Parts of the exercise ->
(a) In the abstract on proppant pillars, why is proppant crushing not a concern when fine particulates are used? Answer in one to three sentences.
(b) Rewrite the part of the proppant-pillar abstract starting with "The obtained results" and going on through "these proppant aggregates.", replacing "flow capacity" with "throughput" wherever it appears.
(c) Extend the abstract on proppant pillars made from low-quality sand by continuing it after its last sentence.

Excerpt provided ->
- - - -
Abstract

As more wells are drilled and completed in deeper reservoirs, various methods are being applied to overcome choking effects in propped fractures and enhance well productivity. Choking effects can result from permeability damage caused by fracturing gel residues, low proppant concentrations, proppant crushing from high closure stresses, or embedment/intrusion of formation materials into the proppant pack. This paper describes the laboratory testing of a new well stimulation method that can use low-quality sand for generating stable, highly conductive channels within a propped fracture to help maximize and maintain production of hydrocarbon from the formation reservoir to the wellbore.

Mini-pillars of various particulate materials were formed by coating them with a tackifying agent or a curable resin and placing them in molds to be cured before testing. These mini-pillars were installed in conductivity cells using various layout configurations to determine the effect of closure stresses on pillar height, diameter expansion, conductivity measurements, and choice of particulate materials. Laboratory experiments were performed to evaluate the formation and stability of mini-pillars and proppant-free channels surrounding the pillars.

The obtained results in this study indicate that flow capacity of conductive channels prepared from proppant pillars with low-quality sands was comparable to those prepared using high-quality sand or high-strength manufactured proppant. Proppant crushing was not observed to be a concern when applying fine particulates during this fracturing process because flow capacity of proppant-free channels between aggregate masses dominates flow through the propped fracture, making the formation of proppant pillars with high-quality sand or high-strength proppant unnecessary. As long as proppant pillars are held in place without being previously dispersed or broken up to ensure the integrity of proppant-free channels, low-quality sand or particulates can be a practical and economical source of solids material for preparing these proppant aggregates.
- - - -
Given information ->
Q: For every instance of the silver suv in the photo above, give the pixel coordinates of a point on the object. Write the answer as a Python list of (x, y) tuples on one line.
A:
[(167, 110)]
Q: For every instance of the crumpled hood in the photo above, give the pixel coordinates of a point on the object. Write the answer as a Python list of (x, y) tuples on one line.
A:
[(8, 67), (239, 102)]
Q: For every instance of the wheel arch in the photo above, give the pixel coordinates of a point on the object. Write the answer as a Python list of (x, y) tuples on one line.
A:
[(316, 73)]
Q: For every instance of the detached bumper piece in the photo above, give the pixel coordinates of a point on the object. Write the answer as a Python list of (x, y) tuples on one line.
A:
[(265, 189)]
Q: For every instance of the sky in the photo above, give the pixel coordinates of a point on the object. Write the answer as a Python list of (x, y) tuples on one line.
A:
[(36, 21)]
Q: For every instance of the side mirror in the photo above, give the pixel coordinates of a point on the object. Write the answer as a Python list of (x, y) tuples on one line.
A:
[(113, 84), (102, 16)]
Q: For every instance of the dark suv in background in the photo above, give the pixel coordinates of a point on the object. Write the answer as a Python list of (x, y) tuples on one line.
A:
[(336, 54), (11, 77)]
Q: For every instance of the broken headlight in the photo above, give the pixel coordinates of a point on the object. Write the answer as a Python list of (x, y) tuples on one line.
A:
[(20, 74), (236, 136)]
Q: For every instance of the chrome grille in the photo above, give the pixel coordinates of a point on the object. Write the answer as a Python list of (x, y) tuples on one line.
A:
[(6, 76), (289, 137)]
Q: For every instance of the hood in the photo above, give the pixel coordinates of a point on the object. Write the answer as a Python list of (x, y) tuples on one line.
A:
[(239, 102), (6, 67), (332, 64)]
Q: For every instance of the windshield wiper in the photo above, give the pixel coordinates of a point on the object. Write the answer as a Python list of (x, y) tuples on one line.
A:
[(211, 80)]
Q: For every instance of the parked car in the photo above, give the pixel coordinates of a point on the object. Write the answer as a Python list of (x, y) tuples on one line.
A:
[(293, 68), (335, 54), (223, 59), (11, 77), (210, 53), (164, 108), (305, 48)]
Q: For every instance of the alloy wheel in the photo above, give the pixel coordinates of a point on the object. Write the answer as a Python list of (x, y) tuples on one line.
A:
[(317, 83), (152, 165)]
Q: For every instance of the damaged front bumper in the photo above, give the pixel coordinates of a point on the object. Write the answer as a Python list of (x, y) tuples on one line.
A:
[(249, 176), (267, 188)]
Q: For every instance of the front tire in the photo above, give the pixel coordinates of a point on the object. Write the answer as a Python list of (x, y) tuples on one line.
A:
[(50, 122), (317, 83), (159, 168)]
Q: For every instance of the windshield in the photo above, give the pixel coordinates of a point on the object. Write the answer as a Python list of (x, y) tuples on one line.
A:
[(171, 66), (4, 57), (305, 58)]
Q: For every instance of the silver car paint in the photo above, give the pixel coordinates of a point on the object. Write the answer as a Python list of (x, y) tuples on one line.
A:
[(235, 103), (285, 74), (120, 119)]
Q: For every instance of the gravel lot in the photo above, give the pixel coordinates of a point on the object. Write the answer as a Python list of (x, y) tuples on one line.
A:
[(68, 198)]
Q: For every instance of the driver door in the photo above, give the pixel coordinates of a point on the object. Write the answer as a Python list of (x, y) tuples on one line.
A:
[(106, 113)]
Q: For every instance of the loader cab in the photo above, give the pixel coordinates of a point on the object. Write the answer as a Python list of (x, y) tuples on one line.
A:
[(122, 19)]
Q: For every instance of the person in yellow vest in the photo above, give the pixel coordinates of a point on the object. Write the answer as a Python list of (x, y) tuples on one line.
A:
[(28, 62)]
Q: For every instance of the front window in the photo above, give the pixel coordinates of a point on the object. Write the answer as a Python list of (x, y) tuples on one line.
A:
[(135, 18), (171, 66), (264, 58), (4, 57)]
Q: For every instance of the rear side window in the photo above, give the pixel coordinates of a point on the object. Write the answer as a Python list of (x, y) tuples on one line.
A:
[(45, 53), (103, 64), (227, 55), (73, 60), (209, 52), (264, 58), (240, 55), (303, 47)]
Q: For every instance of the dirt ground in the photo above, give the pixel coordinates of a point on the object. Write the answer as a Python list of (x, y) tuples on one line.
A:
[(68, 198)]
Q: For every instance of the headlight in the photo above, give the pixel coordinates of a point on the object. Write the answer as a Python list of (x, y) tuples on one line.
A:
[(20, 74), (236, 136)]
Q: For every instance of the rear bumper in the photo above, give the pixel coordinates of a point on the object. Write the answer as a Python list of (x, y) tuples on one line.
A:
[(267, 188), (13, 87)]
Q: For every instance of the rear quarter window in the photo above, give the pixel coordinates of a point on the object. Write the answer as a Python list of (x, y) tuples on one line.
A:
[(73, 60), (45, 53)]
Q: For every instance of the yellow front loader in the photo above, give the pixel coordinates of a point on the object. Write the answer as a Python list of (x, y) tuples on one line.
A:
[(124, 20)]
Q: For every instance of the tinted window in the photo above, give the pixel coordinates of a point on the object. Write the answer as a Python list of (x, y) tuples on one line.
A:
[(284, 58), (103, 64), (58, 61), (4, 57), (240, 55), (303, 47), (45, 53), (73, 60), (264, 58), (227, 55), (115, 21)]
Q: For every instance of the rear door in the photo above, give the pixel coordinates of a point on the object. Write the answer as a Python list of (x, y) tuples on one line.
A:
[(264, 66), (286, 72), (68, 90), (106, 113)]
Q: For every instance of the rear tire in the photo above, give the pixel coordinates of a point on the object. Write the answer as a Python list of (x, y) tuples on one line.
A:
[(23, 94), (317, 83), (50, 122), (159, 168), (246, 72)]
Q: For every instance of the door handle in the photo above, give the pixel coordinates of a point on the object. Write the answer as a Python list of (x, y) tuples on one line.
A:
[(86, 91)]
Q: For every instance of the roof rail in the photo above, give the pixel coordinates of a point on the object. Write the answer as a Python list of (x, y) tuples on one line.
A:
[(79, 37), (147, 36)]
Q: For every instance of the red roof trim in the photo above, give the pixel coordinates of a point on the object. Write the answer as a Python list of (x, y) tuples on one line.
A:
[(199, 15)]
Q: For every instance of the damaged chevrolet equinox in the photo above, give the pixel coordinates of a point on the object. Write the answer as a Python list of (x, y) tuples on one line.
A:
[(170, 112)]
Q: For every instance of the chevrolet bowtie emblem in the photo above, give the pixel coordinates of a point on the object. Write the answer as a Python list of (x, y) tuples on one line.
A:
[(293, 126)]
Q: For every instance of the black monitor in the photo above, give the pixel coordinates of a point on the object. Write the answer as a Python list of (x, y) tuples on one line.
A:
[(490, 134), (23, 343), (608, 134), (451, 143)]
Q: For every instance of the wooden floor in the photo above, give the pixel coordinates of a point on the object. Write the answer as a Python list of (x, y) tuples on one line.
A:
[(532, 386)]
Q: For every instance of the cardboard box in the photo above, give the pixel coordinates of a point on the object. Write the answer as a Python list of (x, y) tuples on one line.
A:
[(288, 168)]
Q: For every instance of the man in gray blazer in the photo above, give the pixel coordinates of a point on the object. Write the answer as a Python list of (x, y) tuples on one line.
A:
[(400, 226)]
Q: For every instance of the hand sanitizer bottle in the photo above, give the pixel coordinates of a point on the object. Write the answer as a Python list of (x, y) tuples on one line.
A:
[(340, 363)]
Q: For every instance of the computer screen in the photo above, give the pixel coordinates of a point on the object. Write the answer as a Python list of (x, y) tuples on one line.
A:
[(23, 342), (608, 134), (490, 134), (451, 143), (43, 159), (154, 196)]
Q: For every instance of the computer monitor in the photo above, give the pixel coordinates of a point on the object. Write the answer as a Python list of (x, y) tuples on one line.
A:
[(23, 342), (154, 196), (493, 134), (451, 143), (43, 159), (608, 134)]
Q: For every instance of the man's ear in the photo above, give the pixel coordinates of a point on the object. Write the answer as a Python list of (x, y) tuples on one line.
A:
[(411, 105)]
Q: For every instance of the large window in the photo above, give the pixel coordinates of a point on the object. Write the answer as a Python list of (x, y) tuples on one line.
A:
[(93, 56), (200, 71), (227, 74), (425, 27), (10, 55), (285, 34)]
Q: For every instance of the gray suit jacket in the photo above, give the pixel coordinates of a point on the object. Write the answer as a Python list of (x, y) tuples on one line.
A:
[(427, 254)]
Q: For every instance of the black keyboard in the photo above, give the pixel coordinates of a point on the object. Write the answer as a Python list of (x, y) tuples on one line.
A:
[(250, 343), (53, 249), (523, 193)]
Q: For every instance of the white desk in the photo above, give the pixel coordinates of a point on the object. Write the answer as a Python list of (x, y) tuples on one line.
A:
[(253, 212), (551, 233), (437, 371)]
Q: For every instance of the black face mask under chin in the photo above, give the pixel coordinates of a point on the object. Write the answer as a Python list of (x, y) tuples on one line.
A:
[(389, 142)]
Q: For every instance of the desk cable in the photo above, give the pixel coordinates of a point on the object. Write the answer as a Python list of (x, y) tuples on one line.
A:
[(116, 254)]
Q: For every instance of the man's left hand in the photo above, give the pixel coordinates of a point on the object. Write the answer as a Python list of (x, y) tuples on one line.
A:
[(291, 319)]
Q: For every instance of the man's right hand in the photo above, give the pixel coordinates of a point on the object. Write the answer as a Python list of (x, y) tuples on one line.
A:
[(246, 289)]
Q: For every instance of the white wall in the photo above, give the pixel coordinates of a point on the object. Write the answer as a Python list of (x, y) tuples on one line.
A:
- - - -
Response list ->
(a) Flow through the propped fracture is dominated by the flow capacity of the proppant-free channels between the aggregate masses. Because of this, forming the pillars with high-quality sand or high-strength proppant is unnecessary.

(b)
The obtained results in this study indicate that throughput of conductive channels prepared from proppant pillars with low-quality sands was comparable to those prepared using high-quality sand or high-strength manufactured proppant. Proppant crushing was not observed to be a concern when applying fine particulates during this fracturing process because throughput of proppant-free channels between aggregate masses dominates flow through the propped fracture, making the formation of proppant pillars with high-quality sand or high-strength proppant unnecessary. As long as proppant pillars are held in place without being previously dispersed or broken up to ensure the integrity of proppant-free channels, low-quality sand or particulates can be a practical and economical source of solids material for preparing these proppant aggregates.

(c)
Introduction

For conventional hydraulic fracturing treatments performed in low-permeability reservoirs, improved fracture cleanup and longer effective fractures have a direct result on increased fracture conductivity (Soliman and Hunt 1985). The effective fracture length can be defined as the length of the created fracture that actually cleans up and contributes to production. Increasing the effective fracture length actually improves reservoir exposure, resulting in a higher effective drainage radius.

The following factors can contribute to the damage mechanisms of fracture conductivity, and consequently, decrease well production (McDaniel 1989; Mahadevan and Sharma 2003; Weaver et al. 2007):

  • Incomplete removal of gel residue

  • Water blockage

  • Proppant embedment

  • Proppant stress cycling

  • Proppant crushing

  • Fines infiltration, fines invasion, fines migration

  • Scale formation

  • Proppant-pack diagenesis

The application of proppant-free channel fracturing treatments can overcome the choking effects that are often encountered in conventional propped fractures. Flow of produced fluids is established in the proppant-free channels and not through the proppant pack because the path of least resistance is now through the proppant-free channels.